## WHAT IS ASKED
Lines before the one containing "of the open" are excluded; print that line and every line after it through the end of the material below, exactly.

## PROVIDED RECORDS
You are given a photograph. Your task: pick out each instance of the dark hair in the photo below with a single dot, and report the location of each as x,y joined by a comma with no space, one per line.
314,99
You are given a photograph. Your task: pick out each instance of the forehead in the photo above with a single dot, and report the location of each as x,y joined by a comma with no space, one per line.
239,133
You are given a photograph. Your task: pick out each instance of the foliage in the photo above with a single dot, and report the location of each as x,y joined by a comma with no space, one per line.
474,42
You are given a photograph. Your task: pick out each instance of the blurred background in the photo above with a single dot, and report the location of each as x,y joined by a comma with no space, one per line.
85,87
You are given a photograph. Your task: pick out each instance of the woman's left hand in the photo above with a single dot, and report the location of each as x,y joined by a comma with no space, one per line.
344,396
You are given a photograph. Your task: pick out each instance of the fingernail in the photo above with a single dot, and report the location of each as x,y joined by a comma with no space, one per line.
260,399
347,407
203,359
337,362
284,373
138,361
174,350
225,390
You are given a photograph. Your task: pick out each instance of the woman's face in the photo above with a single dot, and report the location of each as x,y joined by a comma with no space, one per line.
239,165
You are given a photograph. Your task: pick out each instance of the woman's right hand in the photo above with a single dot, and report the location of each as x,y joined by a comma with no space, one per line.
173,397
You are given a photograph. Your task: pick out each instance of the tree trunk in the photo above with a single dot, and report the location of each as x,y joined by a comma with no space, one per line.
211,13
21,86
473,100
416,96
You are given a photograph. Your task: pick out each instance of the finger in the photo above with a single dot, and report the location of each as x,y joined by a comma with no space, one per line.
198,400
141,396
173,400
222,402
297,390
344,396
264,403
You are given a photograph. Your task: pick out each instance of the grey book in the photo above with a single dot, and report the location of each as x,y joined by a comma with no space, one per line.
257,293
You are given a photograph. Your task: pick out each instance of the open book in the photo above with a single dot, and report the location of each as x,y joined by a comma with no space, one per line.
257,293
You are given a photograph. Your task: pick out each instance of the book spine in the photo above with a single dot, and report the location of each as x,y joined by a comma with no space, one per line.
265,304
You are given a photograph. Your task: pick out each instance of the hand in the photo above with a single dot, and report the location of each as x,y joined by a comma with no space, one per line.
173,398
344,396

## COMPLETED EXERCISE
You are given a photograph. Your task: pick out each instance of the open book in the photo above with a single dot, and report the location of each as x,y joined by a comma with no space, one per line.
257,293
You are given a photograph. Your task: pick out each instance of the book spine in the photo above with a single dot, and report the location of each as x,y joined by a comma with no space, one per line.
265,304
You are given a photograph. Your task: pick out each instance of the hand in the photo above with a single dot, and report the location of each as x,y joined by a comma with no space, one per line.
173,398
344,396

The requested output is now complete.